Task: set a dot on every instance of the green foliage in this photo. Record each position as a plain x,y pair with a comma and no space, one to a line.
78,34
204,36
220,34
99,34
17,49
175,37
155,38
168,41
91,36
☆ ☆ ☆ ☆ ☆
— TASK —
Above are the entries; give them back verbatim.

— EXERCISE ANSWER —
Task: set a dot on every instance of the green foliage in this photo. Record each position as a plain x,y pair with a comma and no space, one to a line.
78,34
204,36
220,34
99,34
17,49
175,37
155,38
168,41
91,36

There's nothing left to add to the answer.